**SUPPLIED TEXT**
+---+

The Constitutional Principle: Presumption of Innocence
At the core of modern democratic jurisprudence lies the Presumption of Innocence, explicitly guaranteed under Article 27, Paragraph 4 of the South Korean Constitution. This principle dictates that a suspect must be treated as innocent until proven guilty in a court of law, serving as a vital shield to protect human dignity during investigative processes.
Historian Lee points out that detaining a 95-year-old individual who poses no realistic flight risk appears unnecessarily severe. This is especially poignant given Chairman Lee's background as a veteran who fought in the Korean War—leading observers to question whether the state is failing to provide the basic dignity and respect due to those who served the nation.
A 2,000-Year Tradition of Protecting the Elderly
Interestingly, the argument against detaining the ultra-elderly is deeply rooted in East Asian legal history. In his special commentary, the historian highlighted that ancient legal codes consistently restricted the physical detention of advanced-age individuals.
The Tang Code (唐律): Over a thousand years ago, Article 484 of the Tang Code—which formed the bedrock of East Asian jurisprudence—strictly regulated the treatment of suspects aged 70 or 80 and above, stating that they should not be carelessly imprisoned.
The Joseon Dynasty Accord: This humanitarian principle was fully adopted by the Ming Dynasty and subsequently integrated into the legal system of the Joseon Dynasty. Under the reign of King Sejong the Great, judicial officials were constantly reminded to exercise extreme caution and restraint, forbidding pretrial detention for the elderly unless the crime involved high treason.
Substantive Justice Over Mechanical Punishment
The historical consensus is clear: true justice has never been about the mechanical enforcement of rules without regard for human vulnerability. When a legal system ignores age and physical fragility, it risks transforming from an instrument of justice into a cold, mechanical apparatus.
The Path Forward
True democratic governance is restored when the judiciary aligns itself with both modern constitutional human rights protections and long-standing historical traditions of judicial restraint. Ultimately, as the classic Eastern proverb suggests, Sapi-gwi-jeong (事必歸正)—all things will inevitably return to the right path.

+---+

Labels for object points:

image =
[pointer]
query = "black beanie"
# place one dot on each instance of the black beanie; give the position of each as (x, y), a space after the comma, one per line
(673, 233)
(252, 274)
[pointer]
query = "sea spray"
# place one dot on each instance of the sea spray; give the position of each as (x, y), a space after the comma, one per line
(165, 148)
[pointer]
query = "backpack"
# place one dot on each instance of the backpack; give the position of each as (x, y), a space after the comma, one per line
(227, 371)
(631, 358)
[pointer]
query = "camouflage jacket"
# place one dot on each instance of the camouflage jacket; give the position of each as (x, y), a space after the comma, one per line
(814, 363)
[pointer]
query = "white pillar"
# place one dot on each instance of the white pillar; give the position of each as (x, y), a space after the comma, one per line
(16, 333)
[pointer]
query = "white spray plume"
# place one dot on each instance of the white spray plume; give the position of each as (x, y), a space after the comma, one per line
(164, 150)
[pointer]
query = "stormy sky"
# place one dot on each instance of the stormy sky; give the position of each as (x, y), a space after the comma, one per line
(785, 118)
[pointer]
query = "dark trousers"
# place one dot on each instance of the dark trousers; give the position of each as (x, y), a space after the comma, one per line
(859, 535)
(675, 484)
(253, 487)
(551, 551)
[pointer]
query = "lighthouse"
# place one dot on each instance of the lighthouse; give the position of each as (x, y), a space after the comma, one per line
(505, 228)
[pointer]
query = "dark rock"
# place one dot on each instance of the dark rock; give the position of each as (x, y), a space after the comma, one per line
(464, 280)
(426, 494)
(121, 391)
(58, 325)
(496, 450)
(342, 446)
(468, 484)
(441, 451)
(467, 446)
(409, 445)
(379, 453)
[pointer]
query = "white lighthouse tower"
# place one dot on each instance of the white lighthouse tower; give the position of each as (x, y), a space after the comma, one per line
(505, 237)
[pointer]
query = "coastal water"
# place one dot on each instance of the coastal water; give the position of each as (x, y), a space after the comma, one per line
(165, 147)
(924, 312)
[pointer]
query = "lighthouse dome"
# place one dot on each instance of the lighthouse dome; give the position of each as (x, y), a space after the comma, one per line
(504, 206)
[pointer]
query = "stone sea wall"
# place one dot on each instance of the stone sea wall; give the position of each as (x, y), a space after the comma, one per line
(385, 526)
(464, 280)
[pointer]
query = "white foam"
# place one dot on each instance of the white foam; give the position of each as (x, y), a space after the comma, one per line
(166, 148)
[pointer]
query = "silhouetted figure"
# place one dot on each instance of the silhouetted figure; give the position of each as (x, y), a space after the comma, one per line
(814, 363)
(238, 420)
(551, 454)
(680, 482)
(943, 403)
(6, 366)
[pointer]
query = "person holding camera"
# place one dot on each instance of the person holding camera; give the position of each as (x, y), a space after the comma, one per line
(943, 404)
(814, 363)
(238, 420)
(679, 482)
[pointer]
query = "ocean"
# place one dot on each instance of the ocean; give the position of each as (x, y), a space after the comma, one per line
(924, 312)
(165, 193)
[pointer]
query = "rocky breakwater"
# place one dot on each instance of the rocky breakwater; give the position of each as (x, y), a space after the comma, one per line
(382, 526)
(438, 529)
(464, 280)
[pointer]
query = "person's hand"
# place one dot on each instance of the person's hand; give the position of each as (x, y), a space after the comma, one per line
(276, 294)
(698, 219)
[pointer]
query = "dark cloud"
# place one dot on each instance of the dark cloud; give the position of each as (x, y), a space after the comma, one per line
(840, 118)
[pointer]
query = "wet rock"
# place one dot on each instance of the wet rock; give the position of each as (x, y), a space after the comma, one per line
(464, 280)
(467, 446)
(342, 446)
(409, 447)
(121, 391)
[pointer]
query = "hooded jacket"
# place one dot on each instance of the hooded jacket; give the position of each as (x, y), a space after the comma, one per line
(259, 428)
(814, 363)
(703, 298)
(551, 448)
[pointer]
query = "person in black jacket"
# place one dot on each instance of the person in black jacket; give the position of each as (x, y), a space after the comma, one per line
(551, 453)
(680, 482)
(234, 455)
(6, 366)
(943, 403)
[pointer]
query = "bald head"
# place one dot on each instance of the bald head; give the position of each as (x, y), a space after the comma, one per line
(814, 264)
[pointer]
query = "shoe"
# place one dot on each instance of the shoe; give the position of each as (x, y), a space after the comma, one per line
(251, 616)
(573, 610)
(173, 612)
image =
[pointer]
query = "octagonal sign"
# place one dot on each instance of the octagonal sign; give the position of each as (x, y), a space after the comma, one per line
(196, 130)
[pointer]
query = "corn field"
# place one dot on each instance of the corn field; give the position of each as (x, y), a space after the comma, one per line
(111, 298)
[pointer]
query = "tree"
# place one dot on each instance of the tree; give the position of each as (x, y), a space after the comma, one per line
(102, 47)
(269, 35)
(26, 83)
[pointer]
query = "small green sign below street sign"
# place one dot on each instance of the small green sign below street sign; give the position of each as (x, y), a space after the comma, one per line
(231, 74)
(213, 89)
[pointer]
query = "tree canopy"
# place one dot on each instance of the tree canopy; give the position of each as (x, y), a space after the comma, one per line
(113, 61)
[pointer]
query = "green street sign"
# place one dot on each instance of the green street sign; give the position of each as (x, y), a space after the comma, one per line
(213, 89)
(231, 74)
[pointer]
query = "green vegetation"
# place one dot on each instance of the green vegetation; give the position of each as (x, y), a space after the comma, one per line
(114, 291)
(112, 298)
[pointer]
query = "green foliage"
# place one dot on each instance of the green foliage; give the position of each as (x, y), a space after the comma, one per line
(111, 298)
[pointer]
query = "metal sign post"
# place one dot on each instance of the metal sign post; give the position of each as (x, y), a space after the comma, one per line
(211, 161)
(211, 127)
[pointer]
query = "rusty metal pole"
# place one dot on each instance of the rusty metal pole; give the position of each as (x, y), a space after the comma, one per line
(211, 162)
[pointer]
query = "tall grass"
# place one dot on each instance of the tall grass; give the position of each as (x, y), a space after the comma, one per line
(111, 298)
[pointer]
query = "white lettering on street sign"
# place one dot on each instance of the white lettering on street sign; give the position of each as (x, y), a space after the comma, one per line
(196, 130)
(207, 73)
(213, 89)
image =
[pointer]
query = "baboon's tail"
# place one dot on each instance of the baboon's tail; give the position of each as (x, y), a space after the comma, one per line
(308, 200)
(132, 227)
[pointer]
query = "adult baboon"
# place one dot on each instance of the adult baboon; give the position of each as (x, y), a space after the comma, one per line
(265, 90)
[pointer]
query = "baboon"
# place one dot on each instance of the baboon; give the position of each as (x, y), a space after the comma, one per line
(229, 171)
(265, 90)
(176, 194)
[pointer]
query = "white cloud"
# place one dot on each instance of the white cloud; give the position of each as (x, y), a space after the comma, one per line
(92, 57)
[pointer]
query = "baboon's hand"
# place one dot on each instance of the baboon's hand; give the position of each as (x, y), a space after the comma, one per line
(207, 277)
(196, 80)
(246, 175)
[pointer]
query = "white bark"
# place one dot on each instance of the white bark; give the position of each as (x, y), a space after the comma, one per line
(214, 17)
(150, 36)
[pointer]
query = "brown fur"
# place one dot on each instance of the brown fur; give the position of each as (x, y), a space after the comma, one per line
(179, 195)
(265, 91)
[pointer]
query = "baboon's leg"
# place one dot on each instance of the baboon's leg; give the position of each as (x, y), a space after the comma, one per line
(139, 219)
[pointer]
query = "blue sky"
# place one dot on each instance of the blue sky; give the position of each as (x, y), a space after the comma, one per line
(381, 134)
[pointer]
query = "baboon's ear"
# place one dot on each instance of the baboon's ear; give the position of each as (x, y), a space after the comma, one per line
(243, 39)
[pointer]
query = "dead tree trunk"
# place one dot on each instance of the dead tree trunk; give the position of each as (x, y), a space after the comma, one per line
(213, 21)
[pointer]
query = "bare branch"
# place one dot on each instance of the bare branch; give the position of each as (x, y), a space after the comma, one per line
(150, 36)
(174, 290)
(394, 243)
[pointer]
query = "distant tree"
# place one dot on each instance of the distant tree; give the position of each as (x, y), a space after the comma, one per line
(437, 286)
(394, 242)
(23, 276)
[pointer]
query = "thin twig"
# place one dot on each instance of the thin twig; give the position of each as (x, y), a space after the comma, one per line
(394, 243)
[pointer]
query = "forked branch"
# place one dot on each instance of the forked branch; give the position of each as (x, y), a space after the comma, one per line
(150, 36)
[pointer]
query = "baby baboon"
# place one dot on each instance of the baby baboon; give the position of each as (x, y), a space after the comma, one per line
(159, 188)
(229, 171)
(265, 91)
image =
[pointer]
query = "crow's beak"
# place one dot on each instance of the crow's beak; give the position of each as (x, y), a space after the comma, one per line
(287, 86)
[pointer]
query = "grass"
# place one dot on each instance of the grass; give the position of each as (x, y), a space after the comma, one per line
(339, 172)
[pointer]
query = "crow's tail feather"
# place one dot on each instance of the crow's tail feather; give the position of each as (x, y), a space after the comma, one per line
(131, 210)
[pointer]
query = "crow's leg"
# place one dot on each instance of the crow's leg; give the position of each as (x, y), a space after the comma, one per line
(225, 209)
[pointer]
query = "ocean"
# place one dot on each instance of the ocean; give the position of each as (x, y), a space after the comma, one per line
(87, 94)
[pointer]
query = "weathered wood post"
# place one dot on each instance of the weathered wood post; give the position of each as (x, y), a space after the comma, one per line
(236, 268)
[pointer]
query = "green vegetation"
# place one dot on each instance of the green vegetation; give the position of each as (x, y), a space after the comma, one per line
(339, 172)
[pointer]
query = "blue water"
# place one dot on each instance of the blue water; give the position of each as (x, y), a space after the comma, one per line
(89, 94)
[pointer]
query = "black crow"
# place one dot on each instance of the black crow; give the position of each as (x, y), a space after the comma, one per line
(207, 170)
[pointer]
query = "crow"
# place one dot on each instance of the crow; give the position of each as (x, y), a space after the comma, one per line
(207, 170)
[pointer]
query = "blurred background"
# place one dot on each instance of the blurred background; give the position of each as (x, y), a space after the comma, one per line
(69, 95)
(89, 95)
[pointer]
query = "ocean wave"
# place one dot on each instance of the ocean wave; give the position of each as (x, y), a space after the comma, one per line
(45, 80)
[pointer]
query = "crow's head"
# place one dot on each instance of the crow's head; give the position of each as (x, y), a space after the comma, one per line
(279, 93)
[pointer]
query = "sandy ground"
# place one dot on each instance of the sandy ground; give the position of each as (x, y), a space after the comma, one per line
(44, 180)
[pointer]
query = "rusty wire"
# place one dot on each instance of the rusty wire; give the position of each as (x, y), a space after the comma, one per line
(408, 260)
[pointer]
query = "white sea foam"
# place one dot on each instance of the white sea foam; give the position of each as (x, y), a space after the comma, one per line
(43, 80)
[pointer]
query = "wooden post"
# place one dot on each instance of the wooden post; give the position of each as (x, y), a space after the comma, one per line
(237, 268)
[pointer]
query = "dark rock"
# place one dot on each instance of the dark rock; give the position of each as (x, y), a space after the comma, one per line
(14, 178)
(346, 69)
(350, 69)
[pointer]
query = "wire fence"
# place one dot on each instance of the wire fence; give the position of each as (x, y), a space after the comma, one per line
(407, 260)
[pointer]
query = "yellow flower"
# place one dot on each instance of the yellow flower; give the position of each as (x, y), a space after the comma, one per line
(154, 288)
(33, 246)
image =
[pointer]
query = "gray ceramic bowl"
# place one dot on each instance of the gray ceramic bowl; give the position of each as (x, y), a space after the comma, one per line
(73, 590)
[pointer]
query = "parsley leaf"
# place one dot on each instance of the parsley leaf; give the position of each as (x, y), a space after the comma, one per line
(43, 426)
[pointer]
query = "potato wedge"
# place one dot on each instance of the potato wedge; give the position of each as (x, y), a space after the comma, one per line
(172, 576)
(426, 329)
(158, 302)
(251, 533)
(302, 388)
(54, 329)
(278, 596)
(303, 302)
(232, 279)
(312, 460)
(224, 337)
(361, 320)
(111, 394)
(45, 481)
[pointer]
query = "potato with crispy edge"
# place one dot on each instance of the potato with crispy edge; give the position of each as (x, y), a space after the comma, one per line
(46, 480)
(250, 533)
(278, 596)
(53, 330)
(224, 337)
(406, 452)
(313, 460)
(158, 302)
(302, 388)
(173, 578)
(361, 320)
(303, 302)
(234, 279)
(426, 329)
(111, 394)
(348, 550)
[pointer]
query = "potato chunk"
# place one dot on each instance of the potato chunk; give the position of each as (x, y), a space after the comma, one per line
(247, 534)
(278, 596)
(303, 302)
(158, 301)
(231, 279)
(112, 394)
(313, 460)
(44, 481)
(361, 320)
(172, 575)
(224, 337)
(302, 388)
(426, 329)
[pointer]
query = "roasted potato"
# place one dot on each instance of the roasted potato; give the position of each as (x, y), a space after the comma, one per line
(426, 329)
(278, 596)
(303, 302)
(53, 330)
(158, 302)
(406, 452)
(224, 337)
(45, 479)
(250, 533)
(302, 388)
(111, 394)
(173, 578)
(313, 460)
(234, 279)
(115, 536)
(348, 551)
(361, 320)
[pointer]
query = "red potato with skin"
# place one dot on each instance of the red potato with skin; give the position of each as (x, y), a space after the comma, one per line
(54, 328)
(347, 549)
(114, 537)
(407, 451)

+---+

**GOAL**
Repeat word for word the stretch of the article on the presumption of innocence from "The Constitutional Principle: Presumption" through "served the nation.". The listing has no connection to the article on the presumption of innocence.

**RESULT OF THIS TASK**
The Constitutional Principle: Presumption of Innocence
At the core of modern democratic jurisprudence lies the Presumption of Innocence, explicitly guaranteed under Article 27, Paragraph 4 of the South Korean Constitution. This principle dictates that a suspect must be treated as innocent until proven guilty in a court of law, serving as a vital shield to protect human dignity during investigative processes.
Historian Lee points out that detaining a 95-year-old individual who poses no realistic flight risk appears unnecessarily severe. This is especially poignant given Chairman Lee's background as a veteran who fought in the Korean War—leading observers to question whether the state is failing to provide the basic dignity and respect due to those who served the nation.